Monday, September 29, 2014


Dear Jonathan Galassi,

I wanted to let you know that I have decided not to sue FSG for the many thousands I was never paid on the altogether 50 titles that FSG has in print through my services; at any rate, not at this time, and not from Seattle.

The 1966 contract called for participation on my part once a book had sold in excess of 5,000 copies of 1 %, and in the event of paperback and book club sales of 2 %. Missing, as I discovered only recently, is an accounting for the second five titles on the first 10 book Hesse contract {1}, as well accounting for Nossack's THE IMPOSSIBLE PROOF, which went into a second priting, as did Christa Wolf's THINKING ABOUT CHRISTA T., which has had paperback sales, as well as, of course, Nelly Sachs O THE CHIMNEY'S which sold in excess of 7,500 copies and had book club sales, and you recently licensed another selection to Green Integer, as has FSG issued licenses in the past; nor on Handke's RIDE ACROSS LAKE CONSTANCE & OTHER PLAYS, all of which plays I translated and which title, but for THEY ARE DING OUT, had been in the works since 1970 although it was not published until the mid-70s and consists entirely of my translations; nor of any of the Peter Handke titles, even though many of them were sold to paperback in many editions.

Things went well initially, as of 1966. Two of the first three authors were Nobel Prize winners. Nelly Sachs {2}, whose OH THE CHIMNEYS selection of poetry and one play and introduction by Hans Magnus Enzensberger I put together translating 65 poems myself; and a ten book contract for Hermann Hesse where three of the translations (done for the deceased editor Roger Klein at Harper & Row) were ready to be published: Ursule Molinaro's of NARCISS & GOLDMUND, and mine of PETER CAMENZIND & BENEATH THE WHEEL. These first ten titles were sold to Bantam Books for handsome advances, NARCISS for $ 500,000. CAMENZIND and BENEATH THE WHEEL for 250,000. however, as it turned out, I received accounting and the agreed royalties only on the first five of the first ten book contract. Also there was the success of Handke's KASPAR AND OTHER PLAYS, on which I continue to receive accounting. The Hesse royalties, on all but NARCISS, have inexplicably been halved as I discovered on enlarging the microscopic print of the Macmillan/ Holzbrink statements! However, back then, during the days of early success, I recall buying a Napoleon style raincoat (during pret a porter forays for the wife!) and giving it to Handke in 1971 when he was in need and turned out to be not just an early conqueror, and how we (his wife Libgart and buddy Kolleritch of SHORT LETTER, LONG FAREWELL fame, and I) were amused how well the coat suited him as he struck the emblematic pose.

**Listed records:**
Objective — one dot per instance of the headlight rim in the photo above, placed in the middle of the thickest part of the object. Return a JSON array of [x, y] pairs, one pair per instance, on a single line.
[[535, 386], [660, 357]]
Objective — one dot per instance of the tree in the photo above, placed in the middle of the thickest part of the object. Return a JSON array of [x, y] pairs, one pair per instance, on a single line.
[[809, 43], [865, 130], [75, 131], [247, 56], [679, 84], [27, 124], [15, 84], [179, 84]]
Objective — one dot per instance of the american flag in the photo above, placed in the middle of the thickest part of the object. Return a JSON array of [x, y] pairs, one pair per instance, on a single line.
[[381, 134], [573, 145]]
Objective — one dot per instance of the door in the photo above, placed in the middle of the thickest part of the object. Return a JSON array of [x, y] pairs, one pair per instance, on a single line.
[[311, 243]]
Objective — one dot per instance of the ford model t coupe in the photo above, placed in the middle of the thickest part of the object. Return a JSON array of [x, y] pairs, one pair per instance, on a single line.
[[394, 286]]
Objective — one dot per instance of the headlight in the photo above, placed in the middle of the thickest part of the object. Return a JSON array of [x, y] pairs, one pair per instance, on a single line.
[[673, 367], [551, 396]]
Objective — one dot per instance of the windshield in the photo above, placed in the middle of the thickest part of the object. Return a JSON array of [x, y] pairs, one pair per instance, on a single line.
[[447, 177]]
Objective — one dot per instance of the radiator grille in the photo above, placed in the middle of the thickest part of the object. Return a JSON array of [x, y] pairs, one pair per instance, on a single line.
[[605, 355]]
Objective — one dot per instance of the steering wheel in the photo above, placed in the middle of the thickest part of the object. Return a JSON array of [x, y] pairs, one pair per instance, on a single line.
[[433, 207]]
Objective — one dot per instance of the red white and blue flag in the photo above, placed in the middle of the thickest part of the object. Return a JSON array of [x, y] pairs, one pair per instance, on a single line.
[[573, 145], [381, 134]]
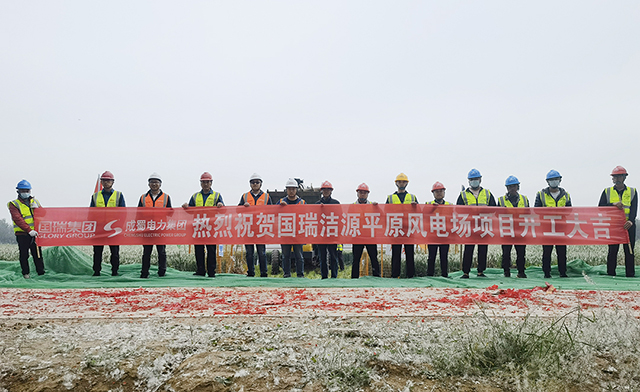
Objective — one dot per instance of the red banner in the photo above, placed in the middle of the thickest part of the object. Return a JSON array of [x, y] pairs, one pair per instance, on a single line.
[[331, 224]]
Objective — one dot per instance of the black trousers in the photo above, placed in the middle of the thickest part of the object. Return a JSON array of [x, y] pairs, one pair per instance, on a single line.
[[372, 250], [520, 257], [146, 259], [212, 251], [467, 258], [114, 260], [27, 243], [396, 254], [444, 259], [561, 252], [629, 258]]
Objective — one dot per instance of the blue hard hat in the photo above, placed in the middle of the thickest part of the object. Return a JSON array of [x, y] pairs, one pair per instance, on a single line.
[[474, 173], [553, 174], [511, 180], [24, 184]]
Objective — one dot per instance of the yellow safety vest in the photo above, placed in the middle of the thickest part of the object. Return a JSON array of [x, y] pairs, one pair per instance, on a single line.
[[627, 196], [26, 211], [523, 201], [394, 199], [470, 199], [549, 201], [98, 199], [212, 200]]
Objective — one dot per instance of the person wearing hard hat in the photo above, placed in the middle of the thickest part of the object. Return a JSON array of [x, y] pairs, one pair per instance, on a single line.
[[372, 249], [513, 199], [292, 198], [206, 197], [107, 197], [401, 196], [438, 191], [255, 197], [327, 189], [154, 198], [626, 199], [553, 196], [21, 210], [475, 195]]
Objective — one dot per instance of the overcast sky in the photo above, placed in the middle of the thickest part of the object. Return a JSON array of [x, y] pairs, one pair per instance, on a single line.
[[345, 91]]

**The request:** Name each Hermann Hesse book title mentioned in the letter to Jonathan Galassi.

**In response:**
NARCISS & GOLDMUND
PETER CAMENZIND
BENEATH THE WHEEL